▶ Tasks and exercises
- a) For each statement (i), (ii), and (iii), say whether it agrees with the text on candidate ghosting. Answer yes or no and quote the deciding words of the text.
(i) LinkedIn research found that 95% of recruiters have had candidates ghost them during the interview process.
(ii) Half of recruiters admit to calling a new hire on the first day to check whether the person showed up.
(iii) The text presents automation as a suitable replacement for human interaction with candidates.
- b) Answer these questions from the text on candidate ghosting, one answer per line, marked the same way.
(i) What two conditions are buoying candidates to exercise greater control over recruitment?
(ii) Which platform is named as able to keep candidates in the loop at every step?
(iii) What should be done for interviewed candidates?
- c) Reproduce the text on candidate ghosting word for word, from "Buoyed by talent" to "also being impacted.".

▶ Reading text
*****
You’ve set up the time and location for the meeting, made arrangements to ensure everything goes smoothly, and have prepped yourself to make a good impression. Then the day arrives ...

Candidate Ghosting

You’ve set up the time and location for the meeting, made arrangements to ensure everything goes smoothly, and have prepped yourself to make a good impression. Then the day arrives … and nothing. The person doesn’t show. You call and get their voicemail. Follow-up emails are left unanswered. They’ve simply disappeared without a word. No, it’s not a story from the brutal world of online dating; it’s increasingly a story heard about talent acquisition. Candidates are “ghosting” employers – sometimes even after they’ve been made a job offer.

According to LinkedIn research[1], a significant 95% of recruiters have experienced candidates “ghosting” them during the interview process. The problem has become so acute that 24% of recruiters admit to calling a new hire on their first day to check whether they showed up.

Having to start again from scratch or scramble to re-connect with a second-choice candidate means wasted time for hiring managers and HR, in addition to lost team productivity and potentially lost revenue from extra vacancy days.

Buoyed by talent shortages and low unemployment, candidates are exercising greater control over the recruitment process. While it may be recruiters who are bearing the brunt of this, HR professionals undertaking recruitment for their own organisation are also being impacted.

Anyone who’s applied for a job via a recruiter – or directly with an employer – and received limited or no feedback might say it’s only fair that the shoe is on the other foot. However, it’s worth considering if there’s something deeper going on.

It’s definitely worthwhile stepping back and considering the recruitment process from the candidate’s point of view. Doing so can be an eye-opener: it’s likely you’ll uncover unexplained and unacceptable gaps and delays, as well as head-scratching, talent-repelling hoops that candidates are expected to jump through.

Here are some commonly cited issues.

  1. Poor communication

It’s a generalisation but the way we communicate with candidates is poor. We’d never treat a customer or vendor (let alone a friend or family member) in such a way. We make candidates wait weeks between communication, and when we do communicate it’s often via terse email messages with new instructions to follow and no acknowledgement that their efforts will be worthwhile.

Ensuring candidates are kept in the loop need not be an onerous task. Technology can help. A platform such as ELMO Recruitment can ensure that candidates are kept in the loop at every step of the recruitment process. Email templates, auto-text populate functions and automatically generated updates can be used to ensure communication keeps flowing. Of course, automation is no excuse for doing away with human interaction. For interviewed candidates, make sure you pick up the phone: candidates are people, just like you. They want and expect a connection of genuine interest, curiosity and empathy.

All candidates, let alone shortlisted candidates, want to know where they sit in the recruitment process and how long the process will take. Unsuccessful candidates deserve acknowledgement that their application has been assessed and appreciated – but will not be progressing further.
*****
▶ Material shown
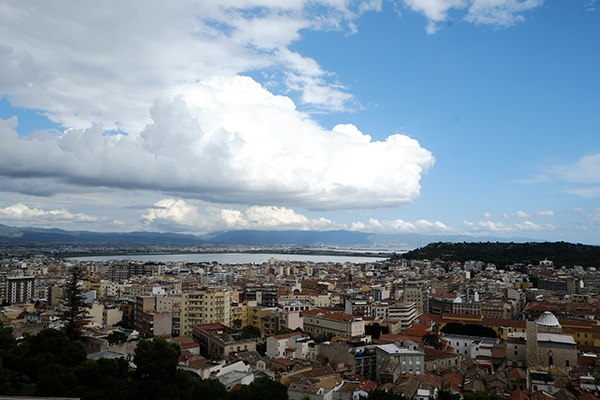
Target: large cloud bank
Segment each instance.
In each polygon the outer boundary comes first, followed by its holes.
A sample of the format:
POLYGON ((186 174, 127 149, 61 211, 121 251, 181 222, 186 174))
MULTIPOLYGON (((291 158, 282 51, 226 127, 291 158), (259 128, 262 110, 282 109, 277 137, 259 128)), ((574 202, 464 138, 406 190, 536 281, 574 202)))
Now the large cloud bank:
POLYGON ((352 125, 325 130, 289 98, 246 77, 189 87, 185 97, 157 101, 151 117, 137 135, 93 127, 23 138, 15 118, 4 121, 0 175, 11 178, 7 185, 47 178, 218 202, 344 209, 411 202, 434 163, 405 135, 373 141, 352 125))

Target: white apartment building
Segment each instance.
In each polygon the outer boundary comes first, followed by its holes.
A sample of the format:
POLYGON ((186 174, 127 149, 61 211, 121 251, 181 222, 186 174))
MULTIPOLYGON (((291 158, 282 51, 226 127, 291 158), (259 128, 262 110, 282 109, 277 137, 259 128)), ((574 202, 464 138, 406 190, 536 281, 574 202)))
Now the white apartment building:
POLYGON ((304 311, 302 316, 304 331, 311 335, 357 337, 365 334, 365 322, 354 315, 315 309, 304 311))

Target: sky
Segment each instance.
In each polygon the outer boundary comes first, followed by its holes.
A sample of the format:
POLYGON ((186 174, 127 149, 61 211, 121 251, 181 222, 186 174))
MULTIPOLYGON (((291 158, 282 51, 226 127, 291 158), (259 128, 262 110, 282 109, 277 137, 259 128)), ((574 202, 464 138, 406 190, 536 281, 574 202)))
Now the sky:
POLYGON ((0 223, 600 244, 600 2, 0 3, 0 223))

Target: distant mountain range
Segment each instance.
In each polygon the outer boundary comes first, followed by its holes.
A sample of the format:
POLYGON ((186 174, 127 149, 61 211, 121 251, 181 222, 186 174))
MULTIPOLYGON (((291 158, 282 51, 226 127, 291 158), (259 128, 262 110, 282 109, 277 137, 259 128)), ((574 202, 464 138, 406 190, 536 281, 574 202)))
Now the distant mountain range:
POLYGON ((63 229, 17 228, 0 224, 0 245, 246 245, 246 246, 365 246, 411 250, 432 242, 531 241, 459 235, 371 234, 337 231, 228 231, 196 236, 179 233, 106 233, 63 229))

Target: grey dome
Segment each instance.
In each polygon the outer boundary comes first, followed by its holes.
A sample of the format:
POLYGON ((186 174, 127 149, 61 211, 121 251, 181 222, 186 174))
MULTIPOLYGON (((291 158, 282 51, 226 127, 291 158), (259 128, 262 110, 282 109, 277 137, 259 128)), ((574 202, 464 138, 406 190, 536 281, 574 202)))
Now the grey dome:
POLYGON ((537 319, 538 326, 545 326, 548 328, 560 328, 558 318, 554 316, 550 311, 544 311, 542 315, 537 319))

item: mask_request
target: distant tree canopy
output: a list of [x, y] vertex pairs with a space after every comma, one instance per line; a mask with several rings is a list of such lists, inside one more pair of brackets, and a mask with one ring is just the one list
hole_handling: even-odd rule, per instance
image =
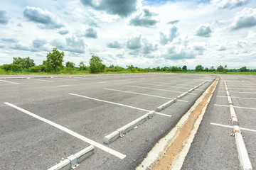
[[220, 65], [219, 67], [217, 67], [217, 72], [223, 72], [223, 70], [224, 70], [224, 68], [222, 65]]
[[196, 72], [203, 72], [203, 67], [202, 65], [197, 65], [195, 70]]
[[31, 59], [30, 57], [21, 58], [20, 57], [14, 57], [13, 64], [20, 65], [22, 68], [26, 69], [36, 65], [33, 59]]
[[49, 52], [46, 56], [46, 65], [49, 70], [57, 71], [58, 67], [63, 67], [63, 62], [64, 57], [64, 52], [60, 52], [56, 48], [53, 49], [53, 52]]
[[100, 72], [103, 72], [106, 66], [102, 63], [102, 60], [100, 57], [92, 55], [92, 58], [89, 62], [90, 66], [90, 72], [91, 73], [98, 73]]
[[74, 68], [75, 66], [75, 63], [70, 62], [66, 62], [65, 64], [67, 67], [71, 67], [71, 68]]

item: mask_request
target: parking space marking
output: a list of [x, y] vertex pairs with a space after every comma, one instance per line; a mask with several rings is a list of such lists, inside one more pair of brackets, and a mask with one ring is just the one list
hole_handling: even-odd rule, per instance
*****
▶ Expected outputs
- a)
(i) Yes: "a significant 95% of recruiters have experienced candidates “ghosting” them during the interview process"
(ii) No: "24% of recruiters admit to calling a new hire on their first day to check whether they showed up"
(iii) No: "automation is no excuse for doing away with human interaction"

- b)
(i) Talent shortages and low unemployment.
(ii) ELMO Recruitment.
(iii) Pick up the phone.

- c)
Buoyed by talent shortages and low unemployment, candidates are exercising greater control over the recruitment process. While it may be recruiters who are bearing the brunt of this, HR professionals undertaking recruitment for their own organisation are also being impacted.